[BEGIN Data supplied]
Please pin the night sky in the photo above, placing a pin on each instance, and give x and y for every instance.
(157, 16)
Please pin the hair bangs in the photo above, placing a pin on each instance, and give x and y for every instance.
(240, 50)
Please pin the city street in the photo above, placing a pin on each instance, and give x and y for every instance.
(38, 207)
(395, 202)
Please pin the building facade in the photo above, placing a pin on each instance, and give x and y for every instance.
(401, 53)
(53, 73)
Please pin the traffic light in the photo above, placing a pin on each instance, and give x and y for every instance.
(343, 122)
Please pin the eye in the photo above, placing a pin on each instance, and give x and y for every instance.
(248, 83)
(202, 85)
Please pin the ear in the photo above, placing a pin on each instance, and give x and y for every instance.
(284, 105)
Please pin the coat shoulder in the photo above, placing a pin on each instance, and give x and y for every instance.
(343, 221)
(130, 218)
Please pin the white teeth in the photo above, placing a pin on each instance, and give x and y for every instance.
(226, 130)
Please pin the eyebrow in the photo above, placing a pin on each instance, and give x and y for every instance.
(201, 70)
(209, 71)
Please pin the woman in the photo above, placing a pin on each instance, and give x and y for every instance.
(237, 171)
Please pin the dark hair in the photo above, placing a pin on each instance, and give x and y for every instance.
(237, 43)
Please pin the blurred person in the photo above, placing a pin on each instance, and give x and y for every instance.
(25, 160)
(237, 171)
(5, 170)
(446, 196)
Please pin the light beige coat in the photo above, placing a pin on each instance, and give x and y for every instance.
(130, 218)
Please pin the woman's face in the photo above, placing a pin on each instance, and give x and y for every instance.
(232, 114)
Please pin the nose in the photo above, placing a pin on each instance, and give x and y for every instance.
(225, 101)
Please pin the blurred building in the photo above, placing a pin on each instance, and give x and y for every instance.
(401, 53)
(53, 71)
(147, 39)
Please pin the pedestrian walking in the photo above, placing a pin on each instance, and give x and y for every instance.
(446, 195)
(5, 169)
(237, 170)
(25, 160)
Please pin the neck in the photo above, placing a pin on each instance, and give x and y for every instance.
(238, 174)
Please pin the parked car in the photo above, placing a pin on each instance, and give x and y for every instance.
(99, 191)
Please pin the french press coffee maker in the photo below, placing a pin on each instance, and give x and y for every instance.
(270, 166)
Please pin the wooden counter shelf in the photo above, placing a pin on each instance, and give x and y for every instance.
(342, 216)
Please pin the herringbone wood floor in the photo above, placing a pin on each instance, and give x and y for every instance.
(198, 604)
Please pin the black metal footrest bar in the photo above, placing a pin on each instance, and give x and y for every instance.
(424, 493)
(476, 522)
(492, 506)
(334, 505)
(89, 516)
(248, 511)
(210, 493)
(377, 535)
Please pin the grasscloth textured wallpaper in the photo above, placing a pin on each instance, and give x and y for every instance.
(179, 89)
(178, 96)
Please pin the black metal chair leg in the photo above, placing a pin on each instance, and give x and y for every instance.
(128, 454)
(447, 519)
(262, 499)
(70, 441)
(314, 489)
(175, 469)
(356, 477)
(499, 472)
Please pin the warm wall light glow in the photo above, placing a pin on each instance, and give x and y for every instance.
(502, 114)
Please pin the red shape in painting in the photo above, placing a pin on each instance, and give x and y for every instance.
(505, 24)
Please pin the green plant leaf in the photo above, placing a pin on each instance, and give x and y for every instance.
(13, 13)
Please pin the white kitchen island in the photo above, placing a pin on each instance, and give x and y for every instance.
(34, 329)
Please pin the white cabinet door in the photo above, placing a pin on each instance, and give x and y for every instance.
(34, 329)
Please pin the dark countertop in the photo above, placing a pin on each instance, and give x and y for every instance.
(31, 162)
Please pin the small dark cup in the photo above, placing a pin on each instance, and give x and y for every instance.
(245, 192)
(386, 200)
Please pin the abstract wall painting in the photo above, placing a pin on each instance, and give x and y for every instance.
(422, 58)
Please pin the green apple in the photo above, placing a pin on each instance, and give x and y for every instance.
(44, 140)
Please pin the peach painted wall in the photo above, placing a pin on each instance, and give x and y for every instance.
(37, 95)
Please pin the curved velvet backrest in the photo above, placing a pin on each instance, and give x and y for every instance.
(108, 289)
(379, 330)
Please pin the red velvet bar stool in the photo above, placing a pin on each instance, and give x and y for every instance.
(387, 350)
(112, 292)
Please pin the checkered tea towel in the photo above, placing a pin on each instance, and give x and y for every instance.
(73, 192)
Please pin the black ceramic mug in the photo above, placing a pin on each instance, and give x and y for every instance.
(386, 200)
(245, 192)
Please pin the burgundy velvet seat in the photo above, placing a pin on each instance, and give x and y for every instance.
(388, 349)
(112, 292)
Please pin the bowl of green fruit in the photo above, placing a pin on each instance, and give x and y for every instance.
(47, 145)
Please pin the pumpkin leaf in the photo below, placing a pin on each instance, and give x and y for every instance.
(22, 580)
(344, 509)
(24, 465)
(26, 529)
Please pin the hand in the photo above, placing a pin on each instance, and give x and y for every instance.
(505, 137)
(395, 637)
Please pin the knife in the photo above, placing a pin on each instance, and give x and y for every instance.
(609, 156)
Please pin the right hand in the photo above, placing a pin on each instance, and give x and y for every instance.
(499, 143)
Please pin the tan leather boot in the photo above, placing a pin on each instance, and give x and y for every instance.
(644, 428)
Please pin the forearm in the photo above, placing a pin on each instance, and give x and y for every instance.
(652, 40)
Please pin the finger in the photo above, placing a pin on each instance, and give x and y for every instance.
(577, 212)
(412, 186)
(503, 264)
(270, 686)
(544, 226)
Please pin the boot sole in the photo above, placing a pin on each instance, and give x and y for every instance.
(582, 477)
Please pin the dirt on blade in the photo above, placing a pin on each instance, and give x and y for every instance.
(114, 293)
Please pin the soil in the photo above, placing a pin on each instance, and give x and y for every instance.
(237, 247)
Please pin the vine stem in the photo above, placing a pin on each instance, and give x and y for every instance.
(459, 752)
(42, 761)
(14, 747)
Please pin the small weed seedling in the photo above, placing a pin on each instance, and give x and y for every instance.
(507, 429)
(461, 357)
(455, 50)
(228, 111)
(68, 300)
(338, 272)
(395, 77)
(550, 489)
[END Data supplied]
• **Task brief**
With the line containing "Please pin the dirt" as the first and the last line of the records as the final one, print exactly the lines in that span.

• **Task result**
Please pin the dirt on blade in the photo above, placing a pin on each instance, and give x and y for every instance.
(114, 293)
Please pin the soil in the photo above, placing a pin on each instance, and give x and y for every instance.
(237, 247)
Please pin the vine stem in the photo above, placing a pin on each instance, and give x and y for every instance.
(459, 752)
(42, 761)
(14, 747)
Please pin the small weed seedling in the photo above, placing a pin on each instance, and give x and y for every instance.
(507, 429)
(461, 357)
(455, 50)
(228, 111)
(68, 300)
(338, 272)
(395, 77)
(550, 489)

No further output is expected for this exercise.